AIM
Locate each line of the records that contains the word "bare" and copy those lines out. Match case exactly.

MATERIAL TO PROCESS

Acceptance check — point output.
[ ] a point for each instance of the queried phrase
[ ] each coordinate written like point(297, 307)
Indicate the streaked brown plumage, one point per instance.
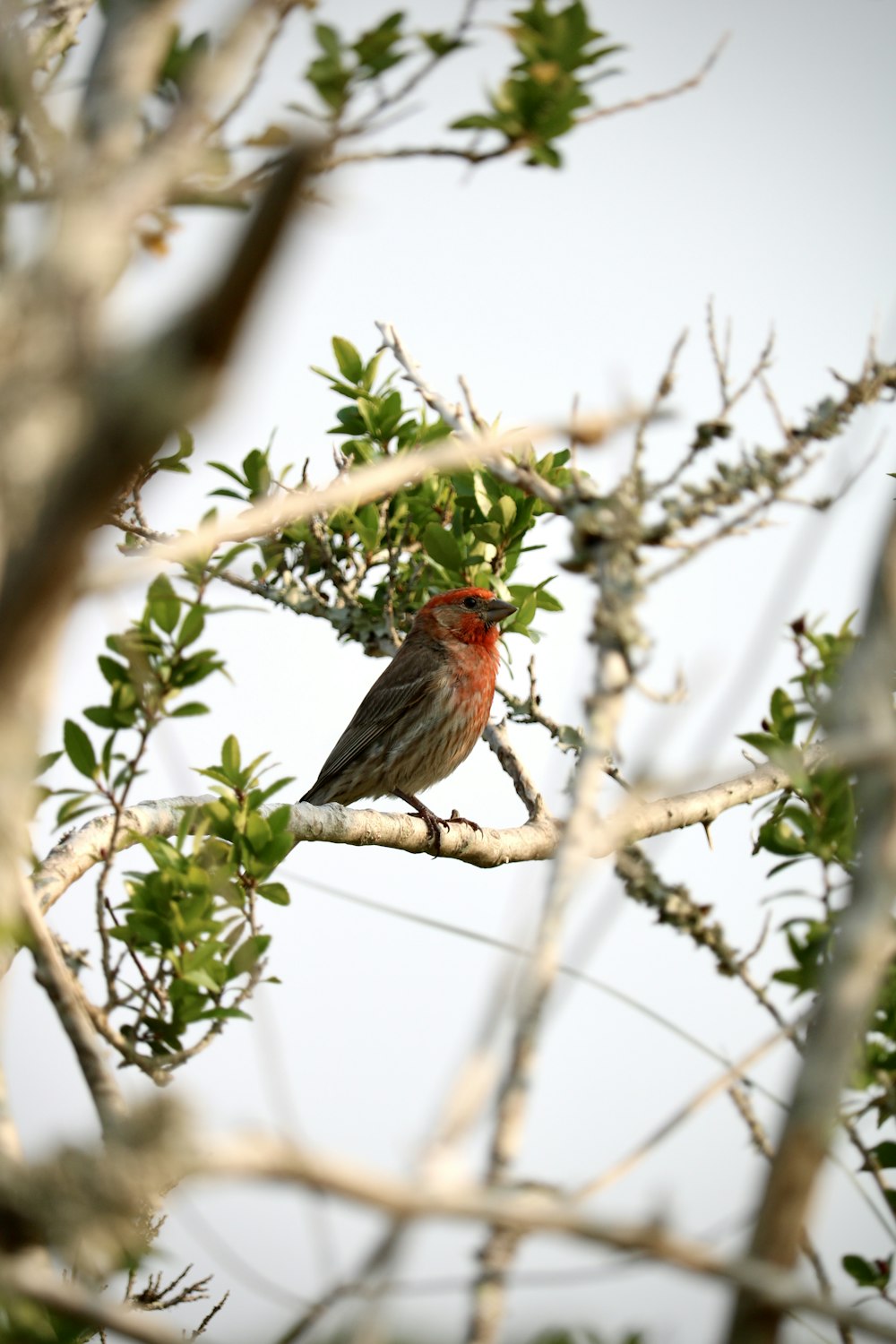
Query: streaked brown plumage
point(425, 714)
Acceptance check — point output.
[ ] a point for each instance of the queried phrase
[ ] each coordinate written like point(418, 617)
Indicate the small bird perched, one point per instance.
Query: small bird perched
point(425, 714)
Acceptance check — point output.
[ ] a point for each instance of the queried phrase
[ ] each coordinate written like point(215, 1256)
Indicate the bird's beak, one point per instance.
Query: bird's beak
point(497, 610)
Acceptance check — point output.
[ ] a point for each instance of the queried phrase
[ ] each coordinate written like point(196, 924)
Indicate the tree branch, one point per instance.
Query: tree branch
point(861, 951)
point(258, 1158)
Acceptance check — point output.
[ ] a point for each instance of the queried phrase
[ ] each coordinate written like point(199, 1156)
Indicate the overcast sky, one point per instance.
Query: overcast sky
point(769, 188)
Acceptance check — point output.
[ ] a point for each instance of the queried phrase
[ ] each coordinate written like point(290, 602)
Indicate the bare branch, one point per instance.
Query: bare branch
point(65, 1296)
point(661, 96)
point(861, 952)
point(258, 1158)
point(349, 489)
point(61, 988)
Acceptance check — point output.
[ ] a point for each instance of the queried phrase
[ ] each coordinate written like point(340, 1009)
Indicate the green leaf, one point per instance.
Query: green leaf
point(868, 1274)
point(443, 547)
point(504, 511)
point(274, 892)
point(80, 749)
point(164, 604)
point(193, 626)
point(230, 757)
point(349, 362)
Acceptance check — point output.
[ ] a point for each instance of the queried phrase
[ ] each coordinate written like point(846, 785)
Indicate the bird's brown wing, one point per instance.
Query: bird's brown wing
point(408, 680)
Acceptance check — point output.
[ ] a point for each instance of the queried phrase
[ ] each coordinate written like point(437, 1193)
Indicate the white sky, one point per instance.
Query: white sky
point(770, 188)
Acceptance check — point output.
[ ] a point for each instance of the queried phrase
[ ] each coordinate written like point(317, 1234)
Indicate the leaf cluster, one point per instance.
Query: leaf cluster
point(190, 921)
point(538, 101)
point(815, 817)
point(365, 569)
point(147, 669)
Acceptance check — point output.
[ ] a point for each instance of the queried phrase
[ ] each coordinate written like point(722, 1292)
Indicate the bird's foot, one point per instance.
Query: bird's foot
point(463, 822)
point(435, 823)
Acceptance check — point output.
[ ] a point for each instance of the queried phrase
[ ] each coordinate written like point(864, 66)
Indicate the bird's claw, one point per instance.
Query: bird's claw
point(463, 822)
point(433, 824)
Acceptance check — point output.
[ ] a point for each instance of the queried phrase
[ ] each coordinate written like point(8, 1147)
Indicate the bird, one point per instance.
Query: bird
point(426, 711)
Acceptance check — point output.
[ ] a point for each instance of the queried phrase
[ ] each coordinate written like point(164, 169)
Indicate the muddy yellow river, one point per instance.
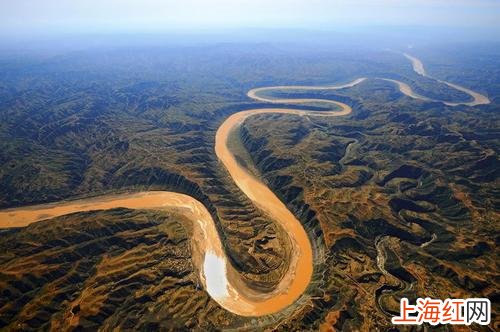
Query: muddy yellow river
point(224, 284)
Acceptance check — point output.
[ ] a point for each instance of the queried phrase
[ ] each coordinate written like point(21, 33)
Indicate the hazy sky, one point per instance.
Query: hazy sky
point(39, 16)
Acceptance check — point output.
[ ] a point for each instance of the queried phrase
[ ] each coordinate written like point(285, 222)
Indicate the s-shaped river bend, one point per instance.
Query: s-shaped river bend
point(223, 283)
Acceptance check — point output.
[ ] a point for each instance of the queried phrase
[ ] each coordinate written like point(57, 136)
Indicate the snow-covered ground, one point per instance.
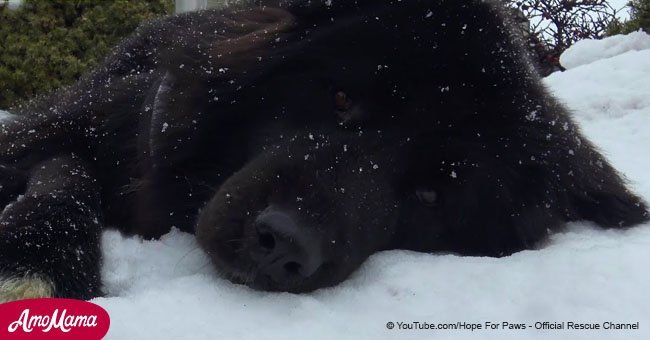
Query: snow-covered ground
point(166, 289)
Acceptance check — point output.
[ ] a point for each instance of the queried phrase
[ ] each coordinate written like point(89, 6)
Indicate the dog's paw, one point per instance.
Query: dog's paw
point(28, 286)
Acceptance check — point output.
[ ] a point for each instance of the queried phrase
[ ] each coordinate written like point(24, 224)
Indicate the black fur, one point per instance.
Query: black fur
point(369, 125)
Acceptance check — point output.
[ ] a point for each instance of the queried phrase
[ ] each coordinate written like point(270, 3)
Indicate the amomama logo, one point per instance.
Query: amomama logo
point(52, 319)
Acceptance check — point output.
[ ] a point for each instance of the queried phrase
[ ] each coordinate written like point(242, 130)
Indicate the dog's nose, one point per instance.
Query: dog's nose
point(284, 250)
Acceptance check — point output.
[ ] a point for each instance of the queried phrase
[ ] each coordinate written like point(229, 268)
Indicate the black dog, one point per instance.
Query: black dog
point(296, 139)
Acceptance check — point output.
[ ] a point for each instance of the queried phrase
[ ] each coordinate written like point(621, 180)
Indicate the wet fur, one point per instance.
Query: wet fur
point(195, 107)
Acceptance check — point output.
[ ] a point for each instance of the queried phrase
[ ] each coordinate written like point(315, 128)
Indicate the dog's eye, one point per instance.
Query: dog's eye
point(342, 101)
point(427, 196)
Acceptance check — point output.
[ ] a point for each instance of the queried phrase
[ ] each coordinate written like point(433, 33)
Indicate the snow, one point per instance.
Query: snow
point(166, 289)
point(588, 51)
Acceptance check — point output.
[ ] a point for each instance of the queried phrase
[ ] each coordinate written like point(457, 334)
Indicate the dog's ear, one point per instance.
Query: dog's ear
point(205, 67)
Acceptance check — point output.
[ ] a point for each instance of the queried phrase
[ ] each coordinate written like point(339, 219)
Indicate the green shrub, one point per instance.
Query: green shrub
point(50, 43)
point(639, 19)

THE SOLUTION
Indicate the bare branch, one point per instance.
Query: bare branch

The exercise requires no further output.